チーム・マネジメント

有人宇宙の運用管制から、チームマネジメント、人間-機械システム、そしてヒューマンファクターズを考える

人間が生存する意義 【Human Factors】

組織とは、法律上の擬制である。組織そのものは、何も計画できず、何も決定できず、何も行動できない。計画し、決定し、行動するのは、一人ひとりの人間である。  ピーター・ドラッカー
高度に科学技術が発達し、情報が瞬時に世界中を駆けまわり、国家やグローバル企業などの組織が巨大化している現代において、人間が組織やシステムに取り込まれ、人間の存在意義が小さくなってきた感もあります。また、社会全般で自動化が進み、一部では機械が人間から置き換わり、毎日の生活において機械(テレビ、クルマ、コンピュータ、スマートフォン等)を相手にしている気もします。
 
オートメーション化が進んで無人工場が登場し、クルマの自動走行が技術的には可能な段階となり、買えるものならば画面をタッチすれば直ぐに手に入り、ドローン(Drone)と呼ばれる無人航空機が偵察機・対人攻撃機に代わって飛び回っています。人間を必要としない世界を想像すると背筋が凍るような思いがします。
 
現代では、効率化の名の下で機械化が進むもの、人間でなければならないことに二分化が進んでいるとも捉えられます。人間に残されるのは何でしょうか?
  • 責任 …… 自動走行できるクルマが事故を起こした場合、誰の責任でしょうか? 所有者であるのか? メーカーであるのか? 最終的に責任を負うのは人間ということになります。
  • 意思決定 …… 確実の情報があり、ルールが決まっていれば、コンピュータでも判断できます。しかし、現実には不確実の中でリスクを取って意思決定をすることが求められます。
....
作業内容:
a. 引用文の「有人宇宙の運用管制から、チー」から「筋が凍るような思いがします。」までを、一字一句そのまま書き写してください。
b. 引用文について次の問いに答えてください。
(i) 冒頭に引かれている言葉は誰のものですか。
(ii) 偵察機・対人攻撃機に代わって飛び回っている無人航空機は何と呼ばれていますか。
(iii) 人間に残されるものとして箇条書きで挙げられている二つは何ですか。
記録は引用文とは別の出典から取ったものです。
....
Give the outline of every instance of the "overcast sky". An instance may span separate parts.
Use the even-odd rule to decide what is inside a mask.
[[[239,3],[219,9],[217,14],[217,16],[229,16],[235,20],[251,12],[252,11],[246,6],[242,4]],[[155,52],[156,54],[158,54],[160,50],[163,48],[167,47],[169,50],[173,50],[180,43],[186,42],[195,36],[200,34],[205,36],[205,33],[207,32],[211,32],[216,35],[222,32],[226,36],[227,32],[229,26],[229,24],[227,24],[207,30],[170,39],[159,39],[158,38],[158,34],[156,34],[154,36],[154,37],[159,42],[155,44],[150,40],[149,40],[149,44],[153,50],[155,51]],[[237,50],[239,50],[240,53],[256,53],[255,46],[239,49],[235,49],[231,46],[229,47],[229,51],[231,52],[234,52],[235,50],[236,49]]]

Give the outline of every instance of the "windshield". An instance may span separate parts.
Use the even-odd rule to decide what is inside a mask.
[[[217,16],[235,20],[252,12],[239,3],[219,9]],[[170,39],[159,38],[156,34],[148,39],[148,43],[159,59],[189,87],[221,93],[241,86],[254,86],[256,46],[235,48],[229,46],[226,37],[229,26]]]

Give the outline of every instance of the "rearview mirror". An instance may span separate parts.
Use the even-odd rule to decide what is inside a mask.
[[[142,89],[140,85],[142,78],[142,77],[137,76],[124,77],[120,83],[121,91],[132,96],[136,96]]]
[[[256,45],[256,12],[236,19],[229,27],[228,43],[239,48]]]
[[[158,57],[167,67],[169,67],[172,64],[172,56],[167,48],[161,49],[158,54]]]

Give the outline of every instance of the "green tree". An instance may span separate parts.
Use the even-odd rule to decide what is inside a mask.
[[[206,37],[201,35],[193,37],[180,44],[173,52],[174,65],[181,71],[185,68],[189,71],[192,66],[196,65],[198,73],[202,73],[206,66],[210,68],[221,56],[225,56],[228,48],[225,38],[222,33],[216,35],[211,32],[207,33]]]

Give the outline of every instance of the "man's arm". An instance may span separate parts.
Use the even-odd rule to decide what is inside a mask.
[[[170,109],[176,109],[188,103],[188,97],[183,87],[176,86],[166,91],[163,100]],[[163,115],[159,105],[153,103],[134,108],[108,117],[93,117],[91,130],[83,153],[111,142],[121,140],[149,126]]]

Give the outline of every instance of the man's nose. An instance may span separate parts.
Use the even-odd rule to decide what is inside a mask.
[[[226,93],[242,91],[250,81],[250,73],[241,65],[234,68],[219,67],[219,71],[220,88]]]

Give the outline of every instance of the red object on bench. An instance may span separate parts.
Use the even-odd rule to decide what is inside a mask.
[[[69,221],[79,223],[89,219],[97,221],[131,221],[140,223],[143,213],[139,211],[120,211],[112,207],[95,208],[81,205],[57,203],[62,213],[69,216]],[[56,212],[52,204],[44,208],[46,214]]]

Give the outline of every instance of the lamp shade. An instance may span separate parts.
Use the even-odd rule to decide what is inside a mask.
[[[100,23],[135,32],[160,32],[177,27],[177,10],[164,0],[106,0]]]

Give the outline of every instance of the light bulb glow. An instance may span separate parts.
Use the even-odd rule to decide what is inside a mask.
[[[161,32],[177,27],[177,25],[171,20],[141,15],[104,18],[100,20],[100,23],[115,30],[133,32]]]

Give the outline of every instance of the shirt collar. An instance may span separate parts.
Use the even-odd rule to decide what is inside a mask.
....
最終回答:
a.
有人宇宙の運用管制から、チームマネジメント、人間-機械システム、そしてヒューマンファクターズを考える

人間が生存する意義 【Human Factors】

組織とは、法律上の擬制である。組織そのものは、何も計画できず、何も決定できず、何も行動できない。計画し、決定し、行動するのは、一人ひとりの人間である。  ピーター・ドラッカー
高度に科学技術が発達し、情報が瞬時に世界中を駆けまわり、国家やグローバル企業などの組織が巨大化している現代において、人間が組織やシステムに取り込まれ、人間の存在意義が小さくなってきた感もあります。また、社会全般で自動化が進み、一部では機械が人間から置き換わり、毎日の生活において機械(テレビ、クルマ、コンピュータ、スマートフォン等)を相手にしている気もします。
 
オートメーション化が進んで無人工場が登場し、クルマの自動走行が技術的には可能な段階となり、買えるものならば画面をタッチすれば直ぐに手に入り、ドローン(Drone)と呼ばれる無人航空機が偵察機・対人攻撃機に代わって飛び回っています。人間を必要としない世界を想像すると背筋が凍るような思いがします。

b.
(i) ピーター・ドラッカー
(ii) ドローン(Drone)
(iii) 責任と意思決定